**TASK TO COMPLETE**
A verbatim copy of the entries is the required answer.

**RECORDS PROVIDED**
■ ■ ■ ■ ■

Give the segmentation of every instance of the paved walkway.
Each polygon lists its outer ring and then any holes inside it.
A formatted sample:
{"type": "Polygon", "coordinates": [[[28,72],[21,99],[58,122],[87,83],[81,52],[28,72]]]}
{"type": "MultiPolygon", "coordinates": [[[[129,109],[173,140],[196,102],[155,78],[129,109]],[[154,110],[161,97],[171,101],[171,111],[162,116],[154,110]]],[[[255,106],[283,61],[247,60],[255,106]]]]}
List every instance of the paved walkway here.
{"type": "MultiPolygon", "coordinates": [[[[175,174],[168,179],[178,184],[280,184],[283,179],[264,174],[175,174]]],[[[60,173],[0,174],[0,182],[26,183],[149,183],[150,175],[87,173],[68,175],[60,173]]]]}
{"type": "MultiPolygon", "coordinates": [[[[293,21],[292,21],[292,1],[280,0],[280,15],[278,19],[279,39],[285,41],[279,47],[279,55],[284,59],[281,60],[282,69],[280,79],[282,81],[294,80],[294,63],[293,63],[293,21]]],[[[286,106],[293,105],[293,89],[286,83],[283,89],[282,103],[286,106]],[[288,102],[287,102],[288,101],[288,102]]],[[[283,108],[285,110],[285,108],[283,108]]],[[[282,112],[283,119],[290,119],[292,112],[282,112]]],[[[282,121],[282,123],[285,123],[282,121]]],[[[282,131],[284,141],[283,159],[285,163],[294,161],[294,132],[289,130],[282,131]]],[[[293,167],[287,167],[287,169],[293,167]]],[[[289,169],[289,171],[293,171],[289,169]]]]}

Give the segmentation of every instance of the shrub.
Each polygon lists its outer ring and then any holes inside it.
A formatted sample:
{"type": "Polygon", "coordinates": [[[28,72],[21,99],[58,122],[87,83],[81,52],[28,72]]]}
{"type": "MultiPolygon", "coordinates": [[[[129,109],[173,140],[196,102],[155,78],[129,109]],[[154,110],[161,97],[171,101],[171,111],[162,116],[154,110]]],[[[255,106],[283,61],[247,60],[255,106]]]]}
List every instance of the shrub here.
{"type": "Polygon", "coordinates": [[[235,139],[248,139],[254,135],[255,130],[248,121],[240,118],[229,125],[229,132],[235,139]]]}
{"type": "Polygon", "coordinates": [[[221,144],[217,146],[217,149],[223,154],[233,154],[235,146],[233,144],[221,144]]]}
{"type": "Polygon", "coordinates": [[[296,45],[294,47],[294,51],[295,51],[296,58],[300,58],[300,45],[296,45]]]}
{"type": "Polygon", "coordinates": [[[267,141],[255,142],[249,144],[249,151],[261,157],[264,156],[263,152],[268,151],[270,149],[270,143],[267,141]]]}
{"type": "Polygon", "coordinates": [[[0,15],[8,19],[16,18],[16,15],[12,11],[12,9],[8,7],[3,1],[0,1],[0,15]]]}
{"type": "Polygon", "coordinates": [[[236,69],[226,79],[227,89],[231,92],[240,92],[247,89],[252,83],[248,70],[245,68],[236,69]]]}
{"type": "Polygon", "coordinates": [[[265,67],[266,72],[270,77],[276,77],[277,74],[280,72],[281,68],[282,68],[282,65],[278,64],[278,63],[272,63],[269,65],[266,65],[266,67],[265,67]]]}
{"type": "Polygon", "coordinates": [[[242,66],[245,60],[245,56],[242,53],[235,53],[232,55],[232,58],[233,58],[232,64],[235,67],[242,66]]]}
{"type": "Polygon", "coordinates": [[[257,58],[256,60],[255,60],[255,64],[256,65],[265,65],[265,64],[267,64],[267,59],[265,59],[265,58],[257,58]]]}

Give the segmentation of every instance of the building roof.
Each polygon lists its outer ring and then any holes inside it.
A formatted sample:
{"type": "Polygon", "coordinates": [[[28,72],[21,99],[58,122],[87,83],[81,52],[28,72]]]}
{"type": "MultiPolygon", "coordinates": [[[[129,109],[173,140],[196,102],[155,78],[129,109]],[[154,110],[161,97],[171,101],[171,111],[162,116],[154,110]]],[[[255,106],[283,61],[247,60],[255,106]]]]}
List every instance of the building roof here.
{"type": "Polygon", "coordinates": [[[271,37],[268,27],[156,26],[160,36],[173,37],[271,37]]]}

■ ■ ■ ■ ■

**ANSWER TO THIS TASK**
Give the segmentation of every instance of the paved walkway.
Each polygon lists its outer ring and then any holes inside it.
A formatted sample:
{"type": "Polygon", "coordinates": [[[28,72],[21,99],[58,122],[87,83],[81,52],[28,72]]]}
{"type": "MultiPolygon", "coordinates": [[[[129,109],[173,140],[196,102],[155,78],[129,109]],[[154,110],[161,97],[171,101],[171,111],[162,116],[154,110]]],[[[255,106],[283,61],[247,60],[255,106]]]]}
List every instance of the paved walkway here.
{"type": "MultiPolygon", "coordinates": [[[[175,174],[168,179],[178,184],[280,184],[283,179],[264,174],[175,174]]],[[[60,173],[0,174],[0,182],[26,183],[149,183],[150,175],[87,173],[68,175],[60,173]]]]}
{"type": "MultiPolygon", "coordinates": [[[[293,21],[292,21],[292,1],[280,0],[280,15],[278,19],[279,39],[285,41],[279,47],[279,55],[284,59],[281,60],[282,69],[280,79],[282,81],[294,80],[294,63],[293,63],[293,21]]],[[[286,106],[293,105],[293,89],[286,83],[283,89],[282,103],[286,106]],[[288,102],[287,102],[288,101],[288,102]]],[[[283,108],[285,110],[285,108],[283,108]]],[[[282,112],[283,119],[290,119],[292,112],[282,112]]],[[[282,121],[282,123],[285,123],[282,121]]],[[[282,131],[284,141],[283,159],[285,163],[294,161],[294,132],[289,130],[282,131]]],[[[293,167],[287,167],[287,169],[293,167]]],[[[289,169],[289,171],[293,171],[289,169]]]]}

Give the segmentation of every instance of the shrub.
Each polygon lists its outer ring and then any holes inside it.
A formatted sample:
{"type": "Polygon", "coordinates": [[[28,72],[21,99],[58,122],[87,83],[81,52],[28,72]]]}
{"type": "MultiPolygon", "coordinates": [[[[129,109],[173,140],[196,102],[155,78],[129,109]],[[154,110],[161,97],[171,101],[171,111],[162,116],[154,110]]],[[[255,106],[283,61],[247,60],[255,106]]]]}
List every instance of the shrub here.
{"type": "Polygon", "coordinates": [[[235,139],[248,139],[254,135],[255,130],[248,121],[240,118],[229,125],[229,132],[235,139]]]}
{"type": "Polygon", "coordinates": [[[221,144],[217,146],[217,149],[223,154],[233,154],[235,146],[233,144],[221,144]]]}
{"type": "Polygon", "coordinates": [[[296,45],[294,47],[294,51],[295,51],[296,58],[300,58],[300,45],[296,45]]]}
{"type": "Polygon", "coordinates": [[[267,141],[255,142],[249,144],[249,151],[261,157],[264,156],[263,152],[268,151],[270,149],[270,143],[267,141]]]}
{"type": "Polygon", "coordinates": [[[0,15],[8,19],[16,18],[16,15],[12,11],[12,9],[8,7],[3,1],[0,1],[0,15]]]}
{"type": "Polygon", "coordinates": [[[236,69],[226,79],[227,89],[231,92],[240,92],[247,89],[252,83],[248,70],[245,68],[236,69]]]}
{"type": "Polygon", "coordinates": [[[265,67],[266,72],[270,77],[276,77],[277,74],[280,72],[281,68],[282,68],[282,65],[278,64],[278,63],[272,63],[269,65],[266,65],[266,67],[265,67]]]}
{"type": "Polygon", "coordinates": [[[242,66],[245,60],[245,56],[242,53],[235,53],[232,55],[232,58],[233,58],[232,64],[235,67],[242,66]]]}
{"type": "Polygon", "coordinates": [[[257,58],[256,60],[255,60],[255,64],[256,65],[265,65],[265,64],[267,64],[267,59],[265,59],[265,58],[257,58]]]}

Give the segmentation of every instance of the building roof.
Each polygon lists its outer ring and then any holes inside it.
A formatted sample:
{"type": "Polygon", "coordinates": [[[28,72],[21,99],[58,122],[87,83],[81,52],[28,72]]]}
{"type": "MultiPolygon", "coordinates": [[[[129,109],[173,140],[196,102],[155,78],[129,109]],[[154,110],[161,97],[171,101],[171,111],[162,116],[154,110]]],[[[255,106],[283,61],[247,60],[255,106]]]]}
List every instance of the building roof here.
{"type": "Polygon", "coordinates": [[[271,37],[268,27],[156,26],[160,36],[173,37],[271,37]]]}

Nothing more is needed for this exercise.